● **Lines in a dataset**:
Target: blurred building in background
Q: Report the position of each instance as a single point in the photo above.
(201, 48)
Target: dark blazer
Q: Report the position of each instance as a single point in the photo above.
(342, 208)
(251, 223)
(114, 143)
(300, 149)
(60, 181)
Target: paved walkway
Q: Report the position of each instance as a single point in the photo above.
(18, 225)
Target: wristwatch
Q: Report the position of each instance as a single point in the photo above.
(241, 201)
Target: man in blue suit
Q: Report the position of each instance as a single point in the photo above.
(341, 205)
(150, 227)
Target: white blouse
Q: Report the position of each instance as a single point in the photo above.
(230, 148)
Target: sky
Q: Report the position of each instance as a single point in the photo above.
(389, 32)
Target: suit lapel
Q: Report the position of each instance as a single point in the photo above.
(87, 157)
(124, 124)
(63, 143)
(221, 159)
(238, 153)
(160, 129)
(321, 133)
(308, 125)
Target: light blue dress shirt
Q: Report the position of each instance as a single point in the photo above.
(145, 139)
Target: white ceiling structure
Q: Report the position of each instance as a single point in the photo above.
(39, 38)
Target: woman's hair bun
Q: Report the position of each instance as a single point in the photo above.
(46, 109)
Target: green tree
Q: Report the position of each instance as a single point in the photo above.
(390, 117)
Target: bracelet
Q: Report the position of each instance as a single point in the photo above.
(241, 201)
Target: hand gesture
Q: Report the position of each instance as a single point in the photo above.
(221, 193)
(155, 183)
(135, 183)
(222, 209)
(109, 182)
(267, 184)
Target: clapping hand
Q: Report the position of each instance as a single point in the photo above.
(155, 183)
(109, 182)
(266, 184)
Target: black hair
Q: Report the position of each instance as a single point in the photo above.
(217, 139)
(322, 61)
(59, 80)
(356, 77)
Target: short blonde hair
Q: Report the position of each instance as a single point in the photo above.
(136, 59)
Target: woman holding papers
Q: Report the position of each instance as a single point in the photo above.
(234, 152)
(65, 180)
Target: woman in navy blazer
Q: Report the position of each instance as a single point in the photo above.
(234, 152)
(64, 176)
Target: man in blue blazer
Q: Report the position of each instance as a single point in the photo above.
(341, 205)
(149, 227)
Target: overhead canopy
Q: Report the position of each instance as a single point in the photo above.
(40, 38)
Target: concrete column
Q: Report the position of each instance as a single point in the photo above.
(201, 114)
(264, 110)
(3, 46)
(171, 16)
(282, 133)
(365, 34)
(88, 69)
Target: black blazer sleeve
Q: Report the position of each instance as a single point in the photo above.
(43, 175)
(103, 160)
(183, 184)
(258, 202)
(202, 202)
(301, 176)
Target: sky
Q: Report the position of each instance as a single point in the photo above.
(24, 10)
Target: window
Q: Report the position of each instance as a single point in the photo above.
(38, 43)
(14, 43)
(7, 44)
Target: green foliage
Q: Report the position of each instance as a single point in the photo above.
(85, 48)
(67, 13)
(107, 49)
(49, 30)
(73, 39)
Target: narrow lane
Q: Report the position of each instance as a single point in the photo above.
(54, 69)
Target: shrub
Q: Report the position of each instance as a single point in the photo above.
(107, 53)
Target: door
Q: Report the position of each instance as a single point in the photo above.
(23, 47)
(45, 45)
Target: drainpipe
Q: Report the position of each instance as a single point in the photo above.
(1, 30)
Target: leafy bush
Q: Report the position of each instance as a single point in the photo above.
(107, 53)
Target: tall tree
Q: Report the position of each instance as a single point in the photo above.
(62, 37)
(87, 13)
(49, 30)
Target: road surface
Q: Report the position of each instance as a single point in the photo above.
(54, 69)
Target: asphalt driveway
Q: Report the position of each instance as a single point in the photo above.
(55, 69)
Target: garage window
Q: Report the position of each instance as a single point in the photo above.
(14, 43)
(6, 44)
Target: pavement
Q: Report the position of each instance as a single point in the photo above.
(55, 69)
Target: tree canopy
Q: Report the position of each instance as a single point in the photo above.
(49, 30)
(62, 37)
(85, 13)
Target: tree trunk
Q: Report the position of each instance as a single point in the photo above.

● **GIVEN INSTRUCTION**: Can you change "pavement" to "sidewalk" in everything from the line containing "Target: road surface" down through the end of the lines, and give that span again with nothing else altered?

● **RESULT OF THE EXERCISE**:
Target: road surface
Q: Report the position of each instance as a single point in the photo above.
(54, 69)
Target: asphalt driveway
Q: Report the position of each instance as a single point in the photo above.
(55, 69)
Target: garage window
Q: Report the position of each instance as a single point in the photo above.
(14, 43)
(6, 44)
Target: sidewalk
Q: Report the position of each instance as a single point in the photo above.
(55, 69)
Target: tree canopy
Q: Report the position of each instance as a single point in the photo above.
(49, 30)
(62, 37)
(85, 13)
Target: tree trunk
Q: Report the position of each instance as a single point in the photo above.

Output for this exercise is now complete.